# Source text

This problem is hard because it might be impossible to consider a dynamic programming solution carefully and finally find the mystery.

Let *dp*[*i*][*j*]=(the minimum transformation price to the moment if *y*_{1}... *y*_{i} have been determined and *y*_{i} = *j*).

It's easy to find that:

*dp*[1][*p*] = (*p* - *x*_{1})^{2}

*f*[*i*][*p*] = *min*(*dp*[*i* - 1][*q*] | *p* - *b* ≤ *q* ≤ *p* - *a*)

*dp*[*i*][*p*] = (*p* - *x*_{i})^{2} + *f*[*i*][*p*]

Solutions using this idea straight can't pass because it needs very huge amount of memory and time(in fact it's infinite). So we should consider the problem more accurately.

Here comes the **magic**: let *dp*[*i*] be **a function** for *p*.

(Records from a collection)

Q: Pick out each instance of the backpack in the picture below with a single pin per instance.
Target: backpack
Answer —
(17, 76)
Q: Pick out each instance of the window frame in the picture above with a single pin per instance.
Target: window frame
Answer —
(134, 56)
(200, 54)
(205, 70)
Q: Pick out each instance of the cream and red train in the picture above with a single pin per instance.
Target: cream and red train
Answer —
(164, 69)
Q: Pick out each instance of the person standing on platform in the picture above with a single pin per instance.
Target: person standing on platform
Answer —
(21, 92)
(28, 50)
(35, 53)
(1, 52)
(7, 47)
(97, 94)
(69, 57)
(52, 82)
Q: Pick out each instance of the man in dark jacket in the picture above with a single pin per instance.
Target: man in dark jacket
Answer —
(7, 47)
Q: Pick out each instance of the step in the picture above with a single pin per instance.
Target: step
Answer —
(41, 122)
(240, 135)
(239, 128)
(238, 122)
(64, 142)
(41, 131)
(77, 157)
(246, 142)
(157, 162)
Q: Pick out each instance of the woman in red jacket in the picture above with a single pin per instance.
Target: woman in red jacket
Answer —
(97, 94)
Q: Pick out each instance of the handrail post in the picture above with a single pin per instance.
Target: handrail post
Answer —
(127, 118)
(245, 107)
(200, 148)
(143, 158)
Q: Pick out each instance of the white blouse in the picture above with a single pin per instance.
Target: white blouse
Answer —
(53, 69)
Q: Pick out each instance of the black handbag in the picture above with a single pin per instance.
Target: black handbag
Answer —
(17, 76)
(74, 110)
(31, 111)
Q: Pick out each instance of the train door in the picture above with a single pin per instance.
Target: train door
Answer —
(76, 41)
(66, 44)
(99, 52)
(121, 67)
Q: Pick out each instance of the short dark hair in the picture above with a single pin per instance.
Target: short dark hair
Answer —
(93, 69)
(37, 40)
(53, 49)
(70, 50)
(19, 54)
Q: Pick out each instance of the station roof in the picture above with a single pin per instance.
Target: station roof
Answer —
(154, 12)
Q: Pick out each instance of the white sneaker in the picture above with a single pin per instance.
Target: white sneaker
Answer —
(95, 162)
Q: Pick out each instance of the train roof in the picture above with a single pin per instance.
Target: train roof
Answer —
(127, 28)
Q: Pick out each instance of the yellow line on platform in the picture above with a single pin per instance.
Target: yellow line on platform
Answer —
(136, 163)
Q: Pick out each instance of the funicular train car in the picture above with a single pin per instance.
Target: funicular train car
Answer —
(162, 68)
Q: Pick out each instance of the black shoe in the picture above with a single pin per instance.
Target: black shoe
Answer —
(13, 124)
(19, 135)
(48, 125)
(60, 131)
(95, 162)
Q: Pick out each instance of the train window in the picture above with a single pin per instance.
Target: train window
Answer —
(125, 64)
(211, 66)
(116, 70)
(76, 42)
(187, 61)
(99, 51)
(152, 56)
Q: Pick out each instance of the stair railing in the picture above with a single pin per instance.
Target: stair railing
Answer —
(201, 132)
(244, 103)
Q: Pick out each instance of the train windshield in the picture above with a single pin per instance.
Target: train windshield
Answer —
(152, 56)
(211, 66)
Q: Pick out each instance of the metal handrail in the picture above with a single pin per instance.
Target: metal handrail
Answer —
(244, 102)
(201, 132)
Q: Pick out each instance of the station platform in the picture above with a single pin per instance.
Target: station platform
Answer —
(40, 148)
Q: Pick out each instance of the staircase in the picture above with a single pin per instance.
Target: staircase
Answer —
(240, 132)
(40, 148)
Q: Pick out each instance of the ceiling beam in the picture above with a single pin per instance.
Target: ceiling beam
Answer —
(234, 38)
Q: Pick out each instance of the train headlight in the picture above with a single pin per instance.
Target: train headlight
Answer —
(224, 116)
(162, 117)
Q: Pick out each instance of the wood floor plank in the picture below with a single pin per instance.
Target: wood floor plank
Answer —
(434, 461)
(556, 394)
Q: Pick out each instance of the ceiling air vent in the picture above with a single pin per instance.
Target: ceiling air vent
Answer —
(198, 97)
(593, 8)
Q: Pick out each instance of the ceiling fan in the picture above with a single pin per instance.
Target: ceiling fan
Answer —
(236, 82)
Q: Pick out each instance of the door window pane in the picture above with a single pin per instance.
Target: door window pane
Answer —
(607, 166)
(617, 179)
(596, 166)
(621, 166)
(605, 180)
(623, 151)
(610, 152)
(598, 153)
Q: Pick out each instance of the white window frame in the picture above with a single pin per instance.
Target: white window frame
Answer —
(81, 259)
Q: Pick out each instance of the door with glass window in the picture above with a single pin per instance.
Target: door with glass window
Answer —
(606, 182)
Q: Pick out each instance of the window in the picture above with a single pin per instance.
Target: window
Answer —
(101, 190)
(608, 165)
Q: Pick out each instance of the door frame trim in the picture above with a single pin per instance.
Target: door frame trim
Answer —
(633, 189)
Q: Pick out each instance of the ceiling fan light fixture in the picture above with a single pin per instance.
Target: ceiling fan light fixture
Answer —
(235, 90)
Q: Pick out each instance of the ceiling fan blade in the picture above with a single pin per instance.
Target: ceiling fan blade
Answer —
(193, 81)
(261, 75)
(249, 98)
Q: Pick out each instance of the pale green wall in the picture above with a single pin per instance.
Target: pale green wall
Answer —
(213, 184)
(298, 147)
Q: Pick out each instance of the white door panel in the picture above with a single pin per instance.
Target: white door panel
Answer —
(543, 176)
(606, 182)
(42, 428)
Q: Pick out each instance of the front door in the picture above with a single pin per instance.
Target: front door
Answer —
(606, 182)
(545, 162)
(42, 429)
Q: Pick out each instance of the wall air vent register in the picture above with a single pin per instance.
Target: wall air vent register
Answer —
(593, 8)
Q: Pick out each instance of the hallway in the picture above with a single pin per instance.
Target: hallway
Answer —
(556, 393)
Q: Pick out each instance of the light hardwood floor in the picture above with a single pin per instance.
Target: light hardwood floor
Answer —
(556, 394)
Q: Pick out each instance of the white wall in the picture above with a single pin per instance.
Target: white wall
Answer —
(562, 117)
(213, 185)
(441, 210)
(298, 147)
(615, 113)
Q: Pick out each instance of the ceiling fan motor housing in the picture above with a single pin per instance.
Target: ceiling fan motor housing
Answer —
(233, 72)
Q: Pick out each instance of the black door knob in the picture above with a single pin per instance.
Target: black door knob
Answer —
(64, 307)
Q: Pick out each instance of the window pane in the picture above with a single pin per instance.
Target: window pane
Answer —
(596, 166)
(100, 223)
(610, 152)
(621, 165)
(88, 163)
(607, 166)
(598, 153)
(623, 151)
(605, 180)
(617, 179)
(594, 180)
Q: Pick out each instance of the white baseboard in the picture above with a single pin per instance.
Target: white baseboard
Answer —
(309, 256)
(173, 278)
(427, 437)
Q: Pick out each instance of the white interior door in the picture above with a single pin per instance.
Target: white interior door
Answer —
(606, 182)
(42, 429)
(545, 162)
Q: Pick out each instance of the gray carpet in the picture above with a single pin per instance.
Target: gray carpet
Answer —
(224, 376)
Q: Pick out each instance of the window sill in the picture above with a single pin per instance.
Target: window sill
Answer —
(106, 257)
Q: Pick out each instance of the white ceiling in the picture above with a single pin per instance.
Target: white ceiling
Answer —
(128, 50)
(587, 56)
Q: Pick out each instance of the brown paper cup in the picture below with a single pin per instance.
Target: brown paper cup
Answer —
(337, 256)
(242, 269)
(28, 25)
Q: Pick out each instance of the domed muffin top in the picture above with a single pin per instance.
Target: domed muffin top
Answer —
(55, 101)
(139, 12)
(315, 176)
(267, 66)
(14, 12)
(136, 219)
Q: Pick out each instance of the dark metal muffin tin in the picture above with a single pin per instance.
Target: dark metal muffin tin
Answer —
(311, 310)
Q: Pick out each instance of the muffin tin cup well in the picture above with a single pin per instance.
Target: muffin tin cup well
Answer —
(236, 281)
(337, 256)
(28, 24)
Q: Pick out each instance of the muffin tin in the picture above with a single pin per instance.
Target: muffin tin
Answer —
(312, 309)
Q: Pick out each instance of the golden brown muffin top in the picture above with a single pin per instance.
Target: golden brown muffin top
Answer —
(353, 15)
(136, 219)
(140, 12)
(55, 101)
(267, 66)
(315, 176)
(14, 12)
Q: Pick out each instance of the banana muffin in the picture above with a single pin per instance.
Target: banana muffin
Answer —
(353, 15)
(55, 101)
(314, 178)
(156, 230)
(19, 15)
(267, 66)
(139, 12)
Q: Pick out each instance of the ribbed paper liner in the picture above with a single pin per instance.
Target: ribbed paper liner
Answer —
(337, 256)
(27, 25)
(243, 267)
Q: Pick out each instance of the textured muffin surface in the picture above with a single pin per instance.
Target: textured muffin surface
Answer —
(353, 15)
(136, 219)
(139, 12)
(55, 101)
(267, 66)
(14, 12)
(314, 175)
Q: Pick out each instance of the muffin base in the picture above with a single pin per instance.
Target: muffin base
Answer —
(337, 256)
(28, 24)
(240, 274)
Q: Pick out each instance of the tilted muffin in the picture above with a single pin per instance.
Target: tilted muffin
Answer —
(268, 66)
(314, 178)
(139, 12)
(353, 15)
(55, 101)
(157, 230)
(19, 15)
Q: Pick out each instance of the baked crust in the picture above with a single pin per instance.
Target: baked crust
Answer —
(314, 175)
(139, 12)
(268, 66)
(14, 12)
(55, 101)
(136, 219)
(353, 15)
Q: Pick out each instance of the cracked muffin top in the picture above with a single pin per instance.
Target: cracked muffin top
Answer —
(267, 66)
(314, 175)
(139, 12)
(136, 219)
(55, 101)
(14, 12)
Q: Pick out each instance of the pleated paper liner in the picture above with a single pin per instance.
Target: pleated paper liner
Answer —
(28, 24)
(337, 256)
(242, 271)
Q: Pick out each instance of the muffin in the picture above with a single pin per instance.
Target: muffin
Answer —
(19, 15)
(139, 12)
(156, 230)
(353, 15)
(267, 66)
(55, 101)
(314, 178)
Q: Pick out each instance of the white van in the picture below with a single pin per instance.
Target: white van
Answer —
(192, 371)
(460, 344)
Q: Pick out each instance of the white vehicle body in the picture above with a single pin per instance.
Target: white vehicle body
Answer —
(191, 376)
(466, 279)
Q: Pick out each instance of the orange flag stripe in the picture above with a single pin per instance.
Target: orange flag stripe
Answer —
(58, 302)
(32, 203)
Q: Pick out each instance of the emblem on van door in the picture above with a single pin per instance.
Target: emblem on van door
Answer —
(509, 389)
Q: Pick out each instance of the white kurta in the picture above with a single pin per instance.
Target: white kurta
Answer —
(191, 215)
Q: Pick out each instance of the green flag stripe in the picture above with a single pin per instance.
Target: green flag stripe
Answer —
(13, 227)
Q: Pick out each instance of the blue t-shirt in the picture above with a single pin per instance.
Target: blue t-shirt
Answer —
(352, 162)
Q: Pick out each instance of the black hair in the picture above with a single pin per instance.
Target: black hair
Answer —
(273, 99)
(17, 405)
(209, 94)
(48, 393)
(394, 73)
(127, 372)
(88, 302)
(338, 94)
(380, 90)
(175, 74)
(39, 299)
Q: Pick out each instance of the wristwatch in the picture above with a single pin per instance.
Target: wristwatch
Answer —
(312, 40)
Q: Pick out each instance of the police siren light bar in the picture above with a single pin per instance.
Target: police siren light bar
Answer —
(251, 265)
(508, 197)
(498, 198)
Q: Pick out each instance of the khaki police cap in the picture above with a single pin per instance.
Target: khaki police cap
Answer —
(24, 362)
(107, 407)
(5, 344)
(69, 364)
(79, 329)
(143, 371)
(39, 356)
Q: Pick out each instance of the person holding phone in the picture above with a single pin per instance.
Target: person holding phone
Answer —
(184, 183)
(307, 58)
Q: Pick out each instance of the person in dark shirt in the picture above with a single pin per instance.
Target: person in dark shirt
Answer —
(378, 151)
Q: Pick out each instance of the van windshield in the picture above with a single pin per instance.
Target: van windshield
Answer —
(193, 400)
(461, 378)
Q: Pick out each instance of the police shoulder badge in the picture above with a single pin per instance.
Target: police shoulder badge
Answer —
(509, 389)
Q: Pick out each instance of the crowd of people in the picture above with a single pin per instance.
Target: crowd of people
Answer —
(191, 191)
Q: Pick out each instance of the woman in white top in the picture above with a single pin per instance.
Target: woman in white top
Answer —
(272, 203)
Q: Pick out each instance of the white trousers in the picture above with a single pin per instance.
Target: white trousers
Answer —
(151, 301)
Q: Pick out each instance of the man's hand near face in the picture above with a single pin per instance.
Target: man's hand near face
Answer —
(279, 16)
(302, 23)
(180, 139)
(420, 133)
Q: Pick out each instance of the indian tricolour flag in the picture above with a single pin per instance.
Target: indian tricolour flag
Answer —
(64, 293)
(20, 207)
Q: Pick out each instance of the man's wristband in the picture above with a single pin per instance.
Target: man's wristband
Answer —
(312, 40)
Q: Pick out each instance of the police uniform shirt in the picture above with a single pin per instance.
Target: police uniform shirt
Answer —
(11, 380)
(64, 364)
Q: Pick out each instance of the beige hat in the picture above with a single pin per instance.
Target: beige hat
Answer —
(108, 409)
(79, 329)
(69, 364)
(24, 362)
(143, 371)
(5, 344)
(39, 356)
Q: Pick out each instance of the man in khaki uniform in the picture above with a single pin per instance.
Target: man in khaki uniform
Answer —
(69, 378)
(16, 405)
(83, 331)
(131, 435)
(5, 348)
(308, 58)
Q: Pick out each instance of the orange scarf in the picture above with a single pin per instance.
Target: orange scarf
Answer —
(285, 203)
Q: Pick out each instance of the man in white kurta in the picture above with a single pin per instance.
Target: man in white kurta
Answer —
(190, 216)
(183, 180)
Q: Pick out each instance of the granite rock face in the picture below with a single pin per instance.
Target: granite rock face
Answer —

# What you need to do
Check each statement against the source text above: (a) A direct use of the first idea needs too much memory and time. (b) The problem itself is described as easy. (c) The problem should be considered more accurately. For each, give yes or no and quote the words of the source text that decide it.

# Right answer
(a) Yes: "Solutions using this idea straight can't pass because it needs very huge amount of memory and time"
(b) No: "This problem is hard"
(c) Yes: "So we should consider the problem more accurately."